Free-text object descriptions:
▶
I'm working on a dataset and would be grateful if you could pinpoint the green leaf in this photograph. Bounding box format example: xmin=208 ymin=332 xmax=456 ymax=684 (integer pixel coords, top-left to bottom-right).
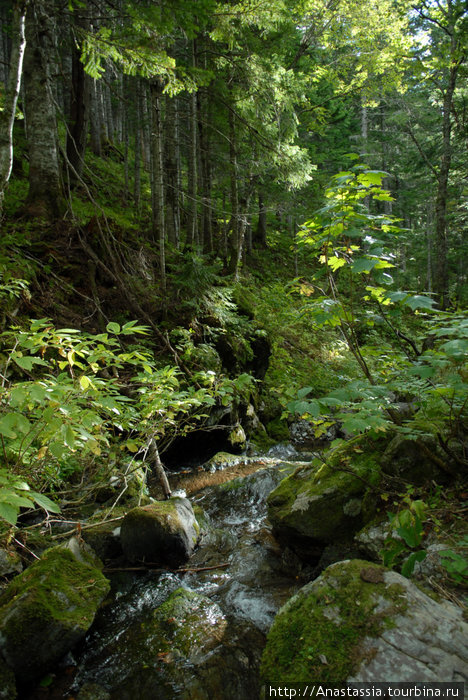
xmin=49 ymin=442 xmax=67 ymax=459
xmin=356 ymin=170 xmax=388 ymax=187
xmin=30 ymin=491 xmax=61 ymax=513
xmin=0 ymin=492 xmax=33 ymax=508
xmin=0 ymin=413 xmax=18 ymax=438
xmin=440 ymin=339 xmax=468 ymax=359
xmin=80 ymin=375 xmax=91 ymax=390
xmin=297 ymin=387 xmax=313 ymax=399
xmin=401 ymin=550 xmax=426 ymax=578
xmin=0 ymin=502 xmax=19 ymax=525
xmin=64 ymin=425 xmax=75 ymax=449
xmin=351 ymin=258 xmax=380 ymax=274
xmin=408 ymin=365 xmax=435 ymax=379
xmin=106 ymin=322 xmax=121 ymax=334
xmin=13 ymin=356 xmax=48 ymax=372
◀
■ Work required: A faithful copy of every record is needed here. Leave the images out of it.

■ Answer box:
I'm working on a dataset and would be grateful if you could pinpoint the green leaf in this photograph. Bounding box format example: xmin=208 ymin=332 xmax=456 ymax=684 (integer pixel coords, top-left to bottom-right).
xmin=49 ymin=442 xmax=67 ymax=459
xmin=356 ymin=170 xmax=388 ymax=187
xmin=30 ymin=491 xmax=61 ymax=513
xmin=0 ymin=492 xmax=33 ymax=508
xmin=0 ymin=413 xmax=18 ymax=438
xmin=440 ymin=339 xmax=468 ymax=359
xmin=80 ymin=375 xmax=91 ymax=390
xmin=297 ymin=387 xmax=313 ymax=399
xmin=401 ymin=550 xmax=426 ymax=578
xmin=0 ymin=502 xmax=19 ymax=525
xmin=64 ymin=425 xmax=75 ymax=449
xmin=351 ymin=258 xmax=380 ymax=274
xmin=408 ymin=365 xmax=435 ymax=379
xmin=106 ymin=322 xmax=121 ymax=334
xmin=13 ymin=356 xmax=48 ymax=372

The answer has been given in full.